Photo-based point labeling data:
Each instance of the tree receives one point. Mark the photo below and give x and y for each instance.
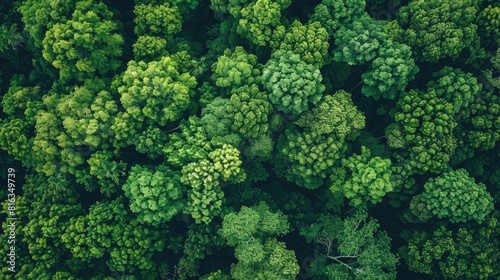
(332, 14)
(390, 72)
(310, 41)
(307, 156)
(149, 48)
(455, 86)
(155, 194)
(86, 45)
(367, 179)
(336, 115)
(436, 29)
(157, 20)
(292, 83)
(259, 18)
(157, 91)
(360, 41)
(352, 248)
(236, 68)
(457, 197)
(425, 122)
(252, 231)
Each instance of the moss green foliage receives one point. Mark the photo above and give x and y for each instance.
(488, 22)
(368, 178)
(456, 196)
(291, 82)
(359, 41)
(155, 194)
(352, 248)
(455, 86)
(310, 41)
(306, 156)
(86, 45)
(235, 69)
(149, 48)
(332, 14)
(436, 29)
(253, 231)
(425, 123)
(259, 18)
(157, 20)
(336, 115)
(390, 72)
(157, 91)
(250, 139)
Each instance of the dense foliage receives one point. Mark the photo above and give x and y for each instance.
(250, 139)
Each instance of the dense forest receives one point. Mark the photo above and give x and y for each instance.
(250, 139)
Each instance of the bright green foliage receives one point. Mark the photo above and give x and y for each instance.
(456, 196)
(310, 41)
(15, 138)
(37, 18)
(10, 37)
(466, 253)
(488, 22)
(130, 244)
(156, 90)
(151, 142)
(252, 232)
(107, 171)
(335, 115)
(155, 194)
(259, 19)
(292, 83)
(206, 197)
(125, 129)
(157, 20)
(390, 72)
(360, 41)
(191, 144)
(332, 14)
(354, 246)
(232, 6)
(306, 158)
(368, 178)
(87, 114)
(236, 68)
(455, 86)
(253, 223)
(481, 121)
(86, 45)
(185, 6)
(335, 75)
(201, 240)
(148, 48)
(226, 161)
(215, 120)
(426, 123)
(43, 233)
(246, 114)
(22, 102)
(250, 113)
(436, 29)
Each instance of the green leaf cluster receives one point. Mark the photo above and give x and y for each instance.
(291, 82)
(436, 29)
(155, 194)
(454, 195)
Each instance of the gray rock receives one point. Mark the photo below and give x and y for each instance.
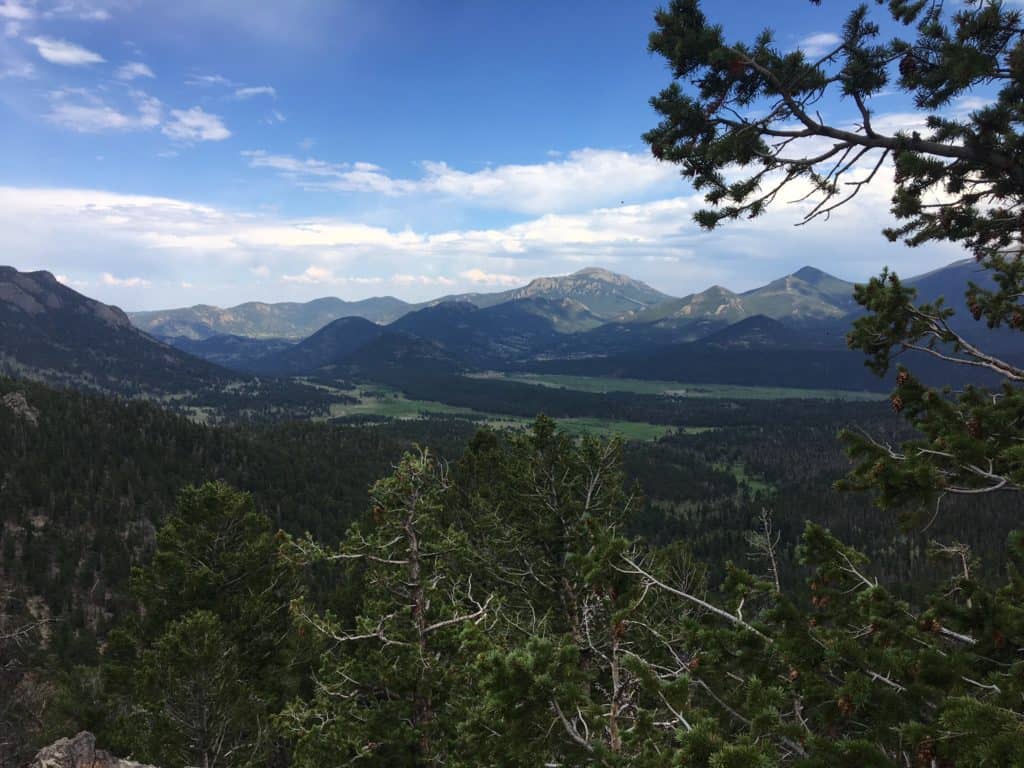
(79, 752)
(16, 402)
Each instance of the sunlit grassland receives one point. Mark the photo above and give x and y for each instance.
(602, 385)
(386, 402)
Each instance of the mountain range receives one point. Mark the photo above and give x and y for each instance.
(54, 333)
(787, 333)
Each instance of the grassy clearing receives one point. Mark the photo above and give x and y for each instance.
(601, 384)
(755, 483)
(390, 403)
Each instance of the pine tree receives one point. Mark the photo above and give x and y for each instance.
(391, 687)
(195, 679)
(755, 108)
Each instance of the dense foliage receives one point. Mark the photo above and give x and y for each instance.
(498, 613)
(957, 178)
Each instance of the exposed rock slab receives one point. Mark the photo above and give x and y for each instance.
(79, 752)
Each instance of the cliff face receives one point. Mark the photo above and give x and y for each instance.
(79, 752)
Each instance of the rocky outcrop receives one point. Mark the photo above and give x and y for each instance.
(79, 752)
(16, 402)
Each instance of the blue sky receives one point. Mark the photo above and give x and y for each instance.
(159, 154)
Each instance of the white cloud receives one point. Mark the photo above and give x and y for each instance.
(133, 70)
(819, 44)
(64, 52)
(109, 280)
(422, 280)
(209, 80)
(233, 256)
(83, 112)
(312, 275)
(318, 275)
(479, 278)
(196, 125)
(83, 11)
(22, 70)
(256, 90)
(581, 179)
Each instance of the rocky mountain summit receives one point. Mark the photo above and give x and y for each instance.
(79, 752)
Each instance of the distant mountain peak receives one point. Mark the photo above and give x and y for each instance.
(598, 272)
(812, 274)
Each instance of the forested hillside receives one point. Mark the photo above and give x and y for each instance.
(88, 482)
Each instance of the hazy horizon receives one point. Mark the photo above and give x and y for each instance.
(221, 152)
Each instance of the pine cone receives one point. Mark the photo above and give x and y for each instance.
(974, 427)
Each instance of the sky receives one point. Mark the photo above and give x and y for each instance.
(168, 154)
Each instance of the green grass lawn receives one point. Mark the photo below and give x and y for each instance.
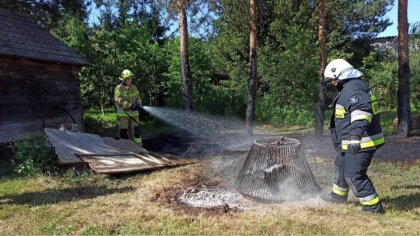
(86, 203)
(94, 204)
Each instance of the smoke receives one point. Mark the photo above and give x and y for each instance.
(223, 139)
(219, 133)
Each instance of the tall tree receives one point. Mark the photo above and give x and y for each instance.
(181, 5)
(252, 89)
(181, 8)
(322, 64)
(403, 93)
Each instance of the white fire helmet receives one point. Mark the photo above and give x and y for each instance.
(341, 70)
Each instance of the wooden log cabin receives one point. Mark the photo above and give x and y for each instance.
(39, 79)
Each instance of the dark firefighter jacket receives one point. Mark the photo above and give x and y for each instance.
(356, 114)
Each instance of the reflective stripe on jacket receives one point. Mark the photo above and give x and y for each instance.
(356, 114)
(124, 96)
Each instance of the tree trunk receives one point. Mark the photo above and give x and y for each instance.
(250, 112)
(185, 63)
(319, 128)
(403, 72)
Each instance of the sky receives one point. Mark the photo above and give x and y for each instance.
(413, 14)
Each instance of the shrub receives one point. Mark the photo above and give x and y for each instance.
(33, 155)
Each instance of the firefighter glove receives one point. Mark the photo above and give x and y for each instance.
(354, 144)
(134, 106)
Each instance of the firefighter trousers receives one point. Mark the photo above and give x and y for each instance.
(350, 171)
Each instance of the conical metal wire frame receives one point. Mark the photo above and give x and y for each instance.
(276, 171)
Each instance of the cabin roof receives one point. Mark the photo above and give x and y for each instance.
(20, 36)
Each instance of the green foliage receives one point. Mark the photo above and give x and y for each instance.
(131, 34)
(380, 71)
(32, 155)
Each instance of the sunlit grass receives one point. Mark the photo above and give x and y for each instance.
(94, 204)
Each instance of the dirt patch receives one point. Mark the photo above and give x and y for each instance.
(170, 196)
(213, 191)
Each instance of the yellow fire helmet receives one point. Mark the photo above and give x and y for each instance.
(126, 74)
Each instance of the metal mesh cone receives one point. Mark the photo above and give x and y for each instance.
(275, 171)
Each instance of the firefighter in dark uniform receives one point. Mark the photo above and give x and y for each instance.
(356, 133)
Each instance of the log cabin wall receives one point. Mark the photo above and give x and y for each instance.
(37, 94)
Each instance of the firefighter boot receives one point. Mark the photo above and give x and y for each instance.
(378, 208)
(334, 198)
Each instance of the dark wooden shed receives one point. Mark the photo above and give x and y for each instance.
(39, 79)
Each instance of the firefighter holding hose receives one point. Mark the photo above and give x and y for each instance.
(127, 101)
(356, 133)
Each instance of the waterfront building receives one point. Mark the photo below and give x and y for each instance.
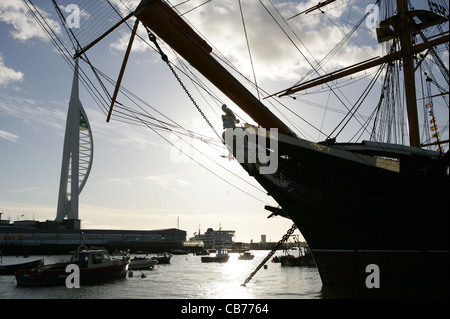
(213, 239)
(64, 234)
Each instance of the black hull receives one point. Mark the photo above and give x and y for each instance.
(353, 215)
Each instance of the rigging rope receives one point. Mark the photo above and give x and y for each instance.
(164, 57)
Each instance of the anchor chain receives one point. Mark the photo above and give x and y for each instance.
(270, 254)
(164, 57)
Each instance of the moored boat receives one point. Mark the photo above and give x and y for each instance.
(163, 258)
(94, 265)
(141, 263)
(220, 257)
(246, 255)
(361, 200)
(12, 268)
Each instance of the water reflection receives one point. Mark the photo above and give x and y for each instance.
(188, 278)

■ Exercise aim ■
Every record above should be written out again exactly; the pictures stay out of the copy.

■ The result ■
Each instance of the tree receives one point. Mark the photo below and give x and y for each instance.
(332, 14)
(390, 72)
(310, 41)
(307, 156)
(149, 48)
(455, 86)
(155, 194)
(86, 45)
(367, 179)
(336, 115)
(436, 29)
(157, 20)
(292, 83)
(259, 18)
(157, 91)
(360, 41)
(352, 248)
(236, 68)
(457, 197)
(425, 122)
(252, 231)
Each instance of the moss green foliage receives one point. Mark the photo above and give x and y for each instance.
(488, 22)
(368, 178)
(456, 196)
(291, 82)
(359, 41)
(155, 194)
(352, 248)
(455, 86)
(310, 41)
(306, 156)
(86, 45)
(235, 69)
(149, 48)
(332, 14)
(436, 29)
(253, 231)
(425, 123)
(259, 18)
(157, 20)
(336, 115)
(390, 72)
(157, 91)
(250, 139)
Each instance of the dense foliage receives one point. Mark the photo above and give x and y for each instance.
(250, 139)
Each instance of the dense forest receives one point. Mark the photo above and give x and y for each instance.
(250, 139)
Each instance of the bright green foliage receives one point. Mark the photo above and give x and y for each instance.
(456, 196)
(310, 41)
(15, 138)
(37, 18)
(10, 37)
(466, 253)
(488, 22)
(130, 244)
(156, 90)
(151, 142)
(252, 232)
(107, 171)
(335, 115)
(155, 194)
(259, 19)
(292, 83)
(206, 197)
(125, 129)
(157, 20)
(390, 72)
(360, 41)
(191, 144)
(332, 14)
(354, 246)
(232, 6)
(306, 158)
(368, 178)
(87, 114)
(236, 68)
(455, 86)
(253, 223)
(481, 121)
(86, 45)
(185, 6)
(335, 75)
(201, 240)
(148, 48)
(226, 161)
(215, 120)
(426, 123)
(43, 233)
(246, 114)
(22, 102)
(250, 113)
(436, 29)
Each instance of the green leaf cluster receives one point. Mark the photo above and give x and y for each instance.
(291, 82)
(436, 29)
(155, 194)
(454, 195)
Each instance of the gray rock receives one point. Mark the photo below and give x and y for each instance.
(79, 752)
(16, 402)
Each instance of the sunlit grassland receives one point. Mark the photo above and give x and y for each instance.
(602, 385)
(386, 402)
Each instance of the mountain range receives one point. Mark the photo above and give x and y for each instance.
(54, 333)
(787, 333)
Each instance of the grassy clearing receives one point. Mark the photo above and give x and y for each instance.
(601, 384)
(755, 483)
(390, 403)
Each instance of the pine tree receives one point. Mark the photo above and give x and y for each instance.
(391, 687)
(195, 679)
(755, 108)
Each instance of the dense foliage receives one point. Mark the photo above and give x and y for each instance.
(498, 613)
(957, 178)
Each instance of the exposed rock slab receives one point. Mark the photo above and give x and y for each instance.
(79, 752)
Each instance of the cliff face receives one point. Mark the photo above and give x and y for each instance.
(79, 752)
Each instance of the rocky outcrop receives one point. Mark the photo above and give x and y for each instance.
(79, 752)
(16, 402)
Each instance of the blue sky receives one point. Mark the photo above and give x and y for each instance.
(159, 154)
Each instance of the white cloud receives one point. Mark the photo above and give x and y for each instance.
(133, 70)
(819, 44)
(64, 52)
(109, 280)
(422, 280)
(209, 80)
(233, 256)
(83, 112)
(312, 275)
(318, 275)
(479, 278)
(196, 125)
(83, 11)
(22, 70)
(256, 90)
(581, 179)
Each instance of the rocky mountain summit receives one point. Mark the photo above and give x and y for each instance.
(79, 752)
Each instance of the distant mountain peak receives one point. Mark the photo above and give x and y for each instance.
(598, 272)
(812, 274)
Each instance of the forested hillside receives one point. Mark the photo above and give x and y for each instance.
(88, 482)
Each instance of the hazy horizon receives one point. Mark the photo above and give x and y for each instance.
(221, 152)
Each instance of the pine cone receives one point. Mark the photo above and give x and y for each instance.
(974, 427)
Each instance of the sky receives one point. Mark the photo above and give x and y for each instance.
(168, 154)
Each instance of the green grass lawn receives one point. Mark the photo below and give x and y for each instance.
(86, 203)
(94, 204)
Each instance of the smoke receives one point. Mark the photo above and give x and y for each instance.
(223, 139)
(219, 133)
Each instance of the tall tree receives one point. Mark the photo above and give x and y for each instance.
(181, 5)
(252, 89)
(181, 8)
(322, 64)
(403, 93)
Each instance of the white fire helmet receives one point. Mark the photo above and give x and y for each instance.
(341, 70)
Each instance of the wooden log cabin receives one point. Mark the photo above and give x and y for each instance.
(39, 79)
Each instance of the dark firefighter jacket receives one point. Mark the photo above and give x and y for each instance.
(356, 114)
Each instance of the reflective stripe on jacket receives one point. Mark the photo above and give x and y for each instance.
(356, 114)
(124, 96)
Each instance of the tree trunk receives one point. Mark the photo above and give x and y for each instance.
(250, 112)
(185, 63)
(319, 128)
(403, 72)
Each instance of the sky receives one point. Mark the photo above and give x and y for each instance.
(413, 14)
Each instance of the shrub receives one point. Mark the photo above and give x and y for each instance.
(33, 155)
Each instance of the firefighter glove receives one point. Mark the photo above and give x and y for each instance.
(354, 144)
(134, 106)
Each instance of the firefighter trousers receives one point. Mark the photo above and give x and y for each instance.
(350, 171)
Each instance of the conical metal wire frame receives one point. Mark the photo above and give x and y for each instance.
(276, 171)
Each instance of the cabin roof receives one point. Mark the photo above and give x and y for each instance.
(20, 36)
Each instance of the green foliage receives one point. Mark the photo above and give x and y for each instance.
(131, 34)
(380, 71)
(32, 155)
Each instance of the sunlit grass receives one point. Mark the photo above and give x and y for each instance.
(94, 204)
Each instance of the dirt patch receives one point. Mark the photo above and give x and y for each instance.
(170, 196)
(213, 191)
Each instance of the yellow fire helmet receives one point. Mark the photo above and give x and y for each instance.
(126, 74)
Each instance of the metal mesh cone receives one point. Mark the photo above and give x and y for each instance.
(275, 171)
Each instance of the firefighter in dark uniform receives one point. Mark the photo above and give x and y for each instance.
(356, 133)
Each instance of the log cabin wall receives one point. Mark the photo above and give x and y for each instance.
(37, 94)
Each instance of the firefighter boot receives one point. Mark the photo above and give x and y for each instance.
(378, 208)
(334, 198)
Each instance of the dark wooden shed receives one point. Mark the photo above and give x and y for each instance.
(39, 79)
Each instance of the firefighter holding hose receives one point. Mark the photo above and give x and y for each instance.
(127, 101)
(356, 133)
Each instance of the waterfront building receives one point. Mark the photo below and give x and y for each instance.
(213, 239)
(64, 234)
Each instance of the black hull receives one point. Mark the photo above and give x and y for each instance.
(353, 215)
Each instance of the rigging rope receives one point. Mark the photo above and give x and y for each instance.
(164, 57)
Each instance of the anchor chain receives one point. Mark the photo above and give x and y for each instance.
(270, 254)
(164, 57)
Each instance of the moored boat receives one point. Mark the photo above and give x and y for each instance.
(163, 258)
(94, 265)
(141, 263)
(220, 257)
(246, 255)
(361, 200)
(12, 268)
Each instance of the water reflection receives one point. Mark the photo above and give x and y for each instance.
(188, 278)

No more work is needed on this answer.